## start

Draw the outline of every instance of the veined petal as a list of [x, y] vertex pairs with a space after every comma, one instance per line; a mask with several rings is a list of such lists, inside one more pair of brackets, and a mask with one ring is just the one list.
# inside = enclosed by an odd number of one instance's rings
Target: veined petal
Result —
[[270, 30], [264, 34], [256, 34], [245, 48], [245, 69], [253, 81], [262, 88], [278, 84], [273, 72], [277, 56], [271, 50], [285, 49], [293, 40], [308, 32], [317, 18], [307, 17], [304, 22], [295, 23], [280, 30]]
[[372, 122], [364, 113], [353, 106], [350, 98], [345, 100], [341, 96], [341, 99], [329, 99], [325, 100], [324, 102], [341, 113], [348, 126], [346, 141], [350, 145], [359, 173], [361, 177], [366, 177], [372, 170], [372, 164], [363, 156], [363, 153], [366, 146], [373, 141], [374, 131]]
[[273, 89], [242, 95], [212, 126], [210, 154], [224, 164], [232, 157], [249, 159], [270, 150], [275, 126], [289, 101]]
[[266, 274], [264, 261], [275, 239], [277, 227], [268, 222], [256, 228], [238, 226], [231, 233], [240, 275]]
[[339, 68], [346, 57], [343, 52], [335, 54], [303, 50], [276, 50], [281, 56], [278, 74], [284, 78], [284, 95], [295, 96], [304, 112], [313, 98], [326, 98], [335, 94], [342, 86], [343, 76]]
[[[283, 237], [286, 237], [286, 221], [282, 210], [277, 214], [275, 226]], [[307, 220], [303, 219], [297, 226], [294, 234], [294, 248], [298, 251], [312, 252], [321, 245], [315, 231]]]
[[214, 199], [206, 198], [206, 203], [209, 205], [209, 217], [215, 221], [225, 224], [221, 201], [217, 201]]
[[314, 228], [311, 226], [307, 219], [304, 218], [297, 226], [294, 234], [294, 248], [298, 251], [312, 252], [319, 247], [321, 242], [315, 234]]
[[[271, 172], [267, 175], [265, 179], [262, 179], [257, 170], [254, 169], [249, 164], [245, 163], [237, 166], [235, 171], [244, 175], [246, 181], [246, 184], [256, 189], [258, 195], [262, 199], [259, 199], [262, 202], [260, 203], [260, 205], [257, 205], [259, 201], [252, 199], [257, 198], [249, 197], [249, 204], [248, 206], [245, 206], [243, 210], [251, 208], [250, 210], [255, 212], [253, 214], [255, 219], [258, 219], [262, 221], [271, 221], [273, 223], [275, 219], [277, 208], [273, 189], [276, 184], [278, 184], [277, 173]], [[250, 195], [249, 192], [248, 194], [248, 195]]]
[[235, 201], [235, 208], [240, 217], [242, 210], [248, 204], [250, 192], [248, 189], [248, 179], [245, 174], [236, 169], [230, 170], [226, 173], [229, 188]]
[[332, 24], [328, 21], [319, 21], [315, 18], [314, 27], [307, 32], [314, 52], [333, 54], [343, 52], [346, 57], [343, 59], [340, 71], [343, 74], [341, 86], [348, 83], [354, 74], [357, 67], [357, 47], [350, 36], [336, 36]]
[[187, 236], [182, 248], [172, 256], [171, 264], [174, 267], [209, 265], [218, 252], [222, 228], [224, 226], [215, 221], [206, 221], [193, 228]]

## end

**WHAT IS BEING ASKED:**
Please edit the lines from the first one up to and including the line with "126], [289, 101]]" so that "veined petal" becomes "striped petal", leaving everything else unchanged. Give back only those lines.

**ANSWER IN FULL:**
Draw the outline of every instance of the striped petal as a list of [x, y] vertex pairs with a space after every comma, one instance per line; a mask with several rings is a list of such lists, inside one more pair of brackets, and a mask with one ring is just the one list.
# inside = enclosed by an odd number of one instance's rings
Target: striped petal
Result —
[[270, 30], [264, 34], [256, 34], [245, 48], [245, 69], [253, 81], [262, 88], [278, 84], [273, 72], [277, 56], [271, 50], [285, 49], [293, 40], [308, 32], [317, 18], [307, 17], [304, 22], [295, 23], [280, 30]]
[[372, 122], [364, 113], [353, 106], [350, 98], [345, 100], [341, 96], [341, 99], [329, 99], [325, 100], [324, 102], [341, 113], [348, 126], [346, 141], [350, 145], [359, 173], [361, 177], [366, 177], [372, 170], [372, 164], [363, 156], [363, 153], [366, 146], [373, 141], [374, 131]]
[[273, 89], [242, 95], [212, 126], [210, 154], [224, 164], [232, 157], [249, 159], [270, 150], [275, 126], [289, 101]]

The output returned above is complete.